- [WHAT TO DO]:
a) Write out a portion of the forum discussion, beginning at the words "MmeBucket · 07/01/2012" and stopping after the words "like next year.".
b) Answer these questions using the forum discussion:
(i) In the sentence quoted by seeker, what is the cat called?
(ii) What condition does mrswoodentop say ds2 has?
(iii) How long does MmeBucket say her daughter is at Kindergarten?

- [EXCERPTED PASSAGE]:
(begin)

Indigo ds1 is not remotely Aspergers (I know because ds2 is) but he is charming ,urbane,sociable and intellectual (as opposed to academic) but he did struggle with reception and I agree it is important to learn how to relate to your peers but also not to feel that there is something wrong with being yourself.

I just get cross when people say it is impossibleto be bored in reception because actually it's not impossible but you do have to learn to cope with it.

seeker · 07/01/2012 18:28

"She wrote in her book 'Our cat is called Ziggy and he is very loud!'

I'm not being deliberately obtuse, honestly. But doesn't that mean that she is doing differentiated work? Others might be leaning to write "cat" , but she is writing sentences using the word cat. Isn't that OK?

mrswoodentop · 07/01/2012 18:29

Ds2(aspergers)is also charming and wonderful would hasten to add my point is that ds1 doesn't find it as difficult as ds2 to understand the world

MmeBucket · 07/01/2012 18:33

OP, I'm having that same problem with DD. (Although we're in America, so she's in Kindergarten. And she's only there for 2 1/2 hours) It is very frustrating, as she keeps telling me she's bored, and has been telling the teacher, too. Blush They've grouped them all off by their level for things like math, reading, etc, but DD is in a group by herself for each, which I think is contributing to the boredom. The teacher isn't helping any, because if DD decides she doesn't want to do something, then she is allowed to go do worksheets instead, which she now does all the time, and I can only shudder to think what she will be like next year.

(end)

Records in a dataset:
(begin)

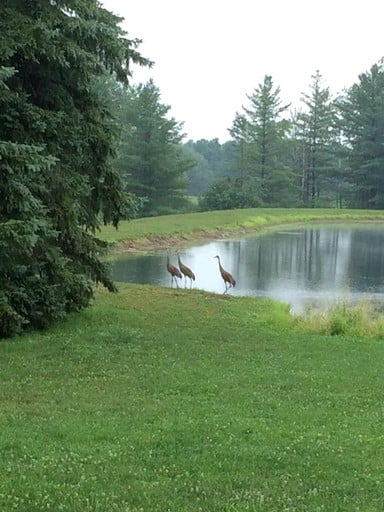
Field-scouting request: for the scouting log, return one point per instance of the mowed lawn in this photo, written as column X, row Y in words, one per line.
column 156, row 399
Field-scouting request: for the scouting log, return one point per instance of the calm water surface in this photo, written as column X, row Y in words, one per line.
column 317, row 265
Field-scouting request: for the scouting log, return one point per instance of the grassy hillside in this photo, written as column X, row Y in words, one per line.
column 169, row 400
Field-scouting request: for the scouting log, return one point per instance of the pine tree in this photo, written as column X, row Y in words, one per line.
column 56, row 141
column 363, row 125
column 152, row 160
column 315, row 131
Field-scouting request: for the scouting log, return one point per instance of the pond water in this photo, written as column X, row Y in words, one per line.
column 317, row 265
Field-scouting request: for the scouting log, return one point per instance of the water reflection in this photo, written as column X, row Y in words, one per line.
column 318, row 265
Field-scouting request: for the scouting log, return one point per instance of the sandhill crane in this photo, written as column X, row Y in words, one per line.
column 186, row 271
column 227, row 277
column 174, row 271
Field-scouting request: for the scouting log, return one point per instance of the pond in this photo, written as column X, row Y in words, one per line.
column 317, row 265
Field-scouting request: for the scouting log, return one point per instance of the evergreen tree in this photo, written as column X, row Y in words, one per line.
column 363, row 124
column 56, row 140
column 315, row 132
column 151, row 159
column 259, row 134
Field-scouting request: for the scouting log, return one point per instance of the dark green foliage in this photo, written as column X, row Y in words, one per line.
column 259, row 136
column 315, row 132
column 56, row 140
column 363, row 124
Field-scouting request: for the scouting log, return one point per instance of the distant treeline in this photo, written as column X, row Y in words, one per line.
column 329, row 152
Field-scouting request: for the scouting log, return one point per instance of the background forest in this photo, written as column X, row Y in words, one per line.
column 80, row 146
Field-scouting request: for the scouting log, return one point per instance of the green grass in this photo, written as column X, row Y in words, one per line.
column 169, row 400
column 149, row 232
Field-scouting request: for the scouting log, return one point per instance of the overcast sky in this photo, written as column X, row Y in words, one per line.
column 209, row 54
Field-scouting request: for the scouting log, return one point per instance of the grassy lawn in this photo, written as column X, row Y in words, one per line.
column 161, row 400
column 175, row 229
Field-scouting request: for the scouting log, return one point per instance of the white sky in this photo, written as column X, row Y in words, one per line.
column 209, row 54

(end)
(begin)

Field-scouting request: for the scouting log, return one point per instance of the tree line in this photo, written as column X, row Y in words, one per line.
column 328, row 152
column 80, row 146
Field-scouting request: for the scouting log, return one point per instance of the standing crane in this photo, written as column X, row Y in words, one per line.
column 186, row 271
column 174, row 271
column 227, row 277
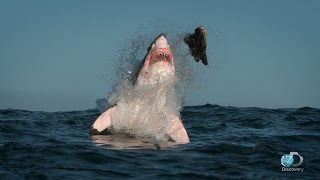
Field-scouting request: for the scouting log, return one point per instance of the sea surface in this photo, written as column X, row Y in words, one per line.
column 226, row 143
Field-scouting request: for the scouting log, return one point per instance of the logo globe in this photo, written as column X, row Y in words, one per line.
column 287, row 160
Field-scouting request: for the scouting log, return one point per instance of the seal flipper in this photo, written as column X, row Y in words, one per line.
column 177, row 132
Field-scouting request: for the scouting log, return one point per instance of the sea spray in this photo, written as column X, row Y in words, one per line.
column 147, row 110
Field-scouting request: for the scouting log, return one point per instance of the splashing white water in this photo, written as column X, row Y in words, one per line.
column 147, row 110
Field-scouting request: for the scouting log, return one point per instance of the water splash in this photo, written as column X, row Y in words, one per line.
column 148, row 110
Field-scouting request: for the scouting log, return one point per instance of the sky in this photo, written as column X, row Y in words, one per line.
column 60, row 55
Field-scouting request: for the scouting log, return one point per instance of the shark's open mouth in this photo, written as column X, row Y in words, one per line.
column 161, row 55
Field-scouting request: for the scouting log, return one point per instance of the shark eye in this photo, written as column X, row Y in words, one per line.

(end)

- [RESPONSES BY TASK]:
a)
MmeBucket · 07/01/2012 18:33

OP, I'm having that same problem with DD. (Although we're in America, so she's in Kindergarten. And she's only there for 2 1/2 hours) It is very frustrating, as she keeps telling me she's bored, and has been telling the teacher, too. Blush They've grouped them all off by their level for things like math, reading, etc, but DD is in a group by herself for each, which I think is contributing to the boredom. The teacher isn't helping any, because if DD decides she doesn't want to do something, then she is allowed to go do worksheets instead, which she now does all the time, and I can only shudder to think what she will be like next year.

b)
(i) Ziggy
(ii) Aspergers
(iii) 2 1/2 hours